Exhibit 5.1
| | | | |
![LOGO](https://capedge.com/proxy/8-K/0001193125-21-061557/g138445g0226155918767.jpg) | | | | DLA Piper LLP (US) The Marbury Building 6225 Smith Avenue Baltimore, Maryland 21209-3600 www.dlapiper.com T 410.580.3000 F 410.580.3001 |
February 26, 2021
Getty Realty Corp.
Two Jericho Plaza, Suite 110
Jericho, New York 11753
| Re: | Registration Statement on Form S-3 |
Ladies and Gentlemen:
We have served as counsel to Getty Realty Corp., a Maryland corporation (the “Company”), in connection with the sale and issuance from time to time of shares (the “Shares”) of common stock, par value $0.01 per share (the “Common Stock”), of the Company, having a maximum aggregate offering price of $250,000,000, in at-the-market offerings, pursuant to (a) the Distribution Agreement, dated February 26, 2021 (the “Distribution Agreement”), by and among the Company and J.P. Morgan Securities LLC, BofA Securities, Inc., BTIG, LLC, Capital One Securities, Inc., Citigroup Global Markets Inc., Goldman Sachs & Co. LLC, JMP Securities LLC, KeyBanc Capital Markets Inc., RBC Capital Markets and Robert W. Baird & Co. Incorporated, JPMorgan Chase Bank, National Association, Bank of America, N.A., Citibank, N.A. and Royal Bank of Canada, and (b) the Master Forward Confirmations, dated February 26, 2021 (the “Master Forward Confirmations”), by and among the Company and each of JPMorgan Chase Bank, National Association, Bank of America, N.A, Citibank, N.A., Goldman Sachs & Co. LLC, KeyBanc Capital Markets Inc., and Royal Bank of Canada.

____________

**Given task A**
List every defined term that the letter introduces in quotation marks within parentheses.

____________

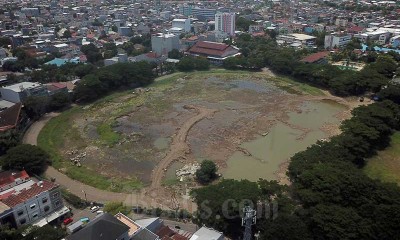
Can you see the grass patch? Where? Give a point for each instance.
(93, 178)
(386, 165)
(295, 87)
(52, 136)
(74, 200)
(107, 135)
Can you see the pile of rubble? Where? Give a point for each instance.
(188, 169)
(76, 160)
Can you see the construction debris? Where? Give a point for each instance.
(188, 169)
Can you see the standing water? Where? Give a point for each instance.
(282, 142)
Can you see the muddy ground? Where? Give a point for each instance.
(142, 124)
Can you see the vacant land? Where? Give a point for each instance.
(128, 139)
(386, 165)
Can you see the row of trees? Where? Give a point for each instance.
(188, 63)
(106, 79)
(259, 52)
(330, 196)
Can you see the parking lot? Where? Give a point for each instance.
(82, 213)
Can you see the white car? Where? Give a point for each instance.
(94, 209)
(99, 212)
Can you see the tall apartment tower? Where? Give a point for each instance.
(225, 23)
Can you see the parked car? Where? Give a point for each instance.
(68, 221)
(94, 209)
(99, 212)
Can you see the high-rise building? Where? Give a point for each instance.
(162, 43)
(225, 23)
(200, 13)
(158, 4)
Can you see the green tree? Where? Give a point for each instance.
(285, 226)
(84, 69)
(336, 222)
(220, 205)
(207, 172)
(116, 207)
(202, 64)
(89, 88)
(9, 139)
(175, 54)
(186, 64)
(59, 100)
(67, 34)
(35, 106)
(230, 63)
(31, 158)
(243, 24)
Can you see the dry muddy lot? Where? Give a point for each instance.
(248, 123)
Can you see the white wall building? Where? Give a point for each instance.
(336, 41)
(225, 22)
(18, 92)
(181, 23)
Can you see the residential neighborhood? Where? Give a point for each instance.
(199, 120)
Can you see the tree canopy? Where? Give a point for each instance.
(207, 172)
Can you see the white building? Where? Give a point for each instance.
(206, 234)
(336, 41)
(181, 23)
(225, 22)
(296, 40)
(162, 44)
(25, 201)
(18, 92)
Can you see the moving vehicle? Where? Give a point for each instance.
(94, 209)
(68, 221)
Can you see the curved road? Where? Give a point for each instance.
(75, 187)
(179, 148)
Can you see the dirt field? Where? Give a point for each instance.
(186, 117)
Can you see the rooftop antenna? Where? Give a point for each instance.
(248, 220)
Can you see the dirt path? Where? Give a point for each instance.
(32, 134)
(179, 147)
(164, 201)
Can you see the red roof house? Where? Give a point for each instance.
(213, 50)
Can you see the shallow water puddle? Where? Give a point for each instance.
(266, 153)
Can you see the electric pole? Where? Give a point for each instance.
(248, 220)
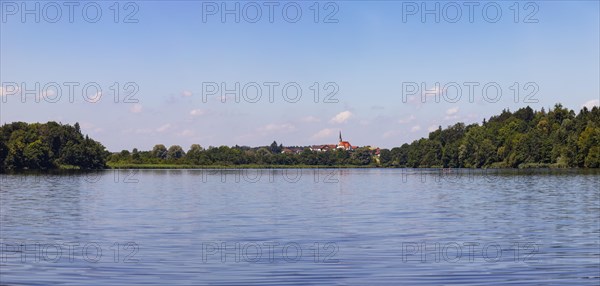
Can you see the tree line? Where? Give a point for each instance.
(51, 145)
(525, 138)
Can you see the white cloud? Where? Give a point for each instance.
(591, 103)
(163, 128)
(277, 127)
(143, 131)
(93, 99)
(452, 111)
(390, 133)
(196, 112)
(6, 92)
(324, 133)
(310, 119)
(341, 117)
(136, 108)
(186, 133)
(407, 119)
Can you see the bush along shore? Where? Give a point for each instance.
(558, 138)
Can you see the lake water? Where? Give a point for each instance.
(327, 226)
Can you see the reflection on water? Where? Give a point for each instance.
(327, 226)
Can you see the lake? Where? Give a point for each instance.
(301, 226)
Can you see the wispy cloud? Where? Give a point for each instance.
(163, 128)
(310, 119)
(324, 133)
(197, 112)
(407, 119)
(285, 127)
(136, 108)
(591, 103)
(452, 111)
(341, 117)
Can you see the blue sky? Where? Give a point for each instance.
(368, 55)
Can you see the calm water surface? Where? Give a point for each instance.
(349, 226)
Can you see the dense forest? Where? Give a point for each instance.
(526, 138)
(48, 146)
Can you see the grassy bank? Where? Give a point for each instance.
(246, 166)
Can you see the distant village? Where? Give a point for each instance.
(343, 145)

____________

**Given task B**
Write out the lines of the records from the line containing "Can you see the blue" through the last line of the records, both ends included.

**Task output A**
- Company
- Shares
- Common Stock
- Distribution Agreement
- Master Forward Confirmations

**Task output B**
Can you see the blue sky? Where? Give a point for each instance.
(368, 55)
Can you see the calm water surface? Where? Give a point for each instance.
(349, 226)
Can you see the dense forest? Where? Give a point for each instance.
(526, 138)
(48, 146)
Can you see the grassy bank? Where? Give a point for each instance.
(246, 166)
Can you see the distant village? Where? Give a point for each instance.
(343, 145)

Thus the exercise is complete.